— Data supplied —

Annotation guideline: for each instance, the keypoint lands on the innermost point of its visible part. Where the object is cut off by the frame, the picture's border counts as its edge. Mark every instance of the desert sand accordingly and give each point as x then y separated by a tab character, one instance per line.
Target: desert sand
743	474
--
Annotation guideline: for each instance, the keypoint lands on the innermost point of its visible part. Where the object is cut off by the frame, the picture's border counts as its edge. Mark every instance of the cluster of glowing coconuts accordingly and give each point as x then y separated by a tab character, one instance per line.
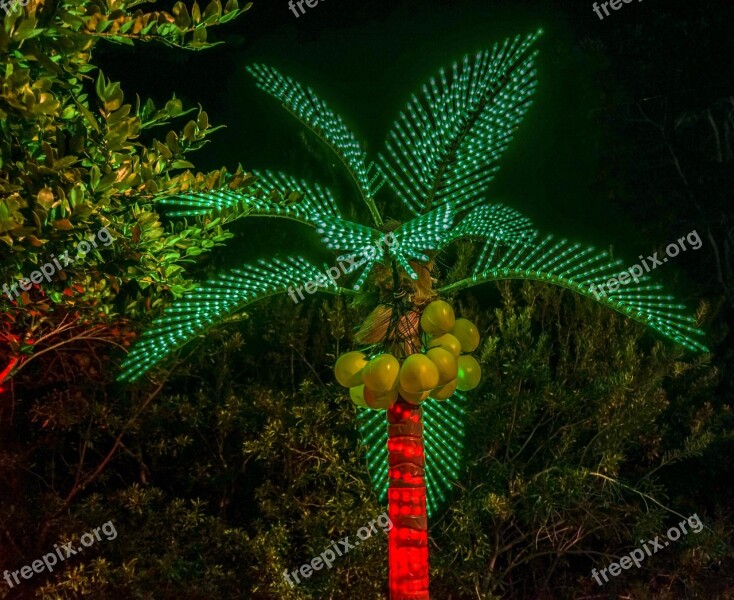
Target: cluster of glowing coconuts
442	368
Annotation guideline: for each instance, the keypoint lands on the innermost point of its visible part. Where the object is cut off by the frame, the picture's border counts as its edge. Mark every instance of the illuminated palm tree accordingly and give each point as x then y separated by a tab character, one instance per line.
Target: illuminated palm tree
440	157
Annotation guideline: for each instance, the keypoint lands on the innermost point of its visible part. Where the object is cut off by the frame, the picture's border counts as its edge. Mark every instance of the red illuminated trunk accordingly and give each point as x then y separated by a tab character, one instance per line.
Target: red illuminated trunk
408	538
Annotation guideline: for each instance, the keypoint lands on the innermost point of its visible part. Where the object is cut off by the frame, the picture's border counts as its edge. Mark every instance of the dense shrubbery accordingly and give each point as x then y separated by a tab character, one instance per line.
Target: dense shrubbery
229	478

— Task description —
Here the output must be the lines above from the line with "Target: cluster of glowing coconuts" to the line with "of the illuminated", both included, duplicated word for word and nothing else.

— Final answer —
Target: cluster of glowing coconuts
442	368
Annotation guideline: for each instance, the keypoint lands on the innermost point of its visible part. Where the object is cut off by the frame, the picture's border counts as its edge. Mark every instance of the illuminated palm tree accordingly and give each point as x then y separated by a tab character, one instance per line.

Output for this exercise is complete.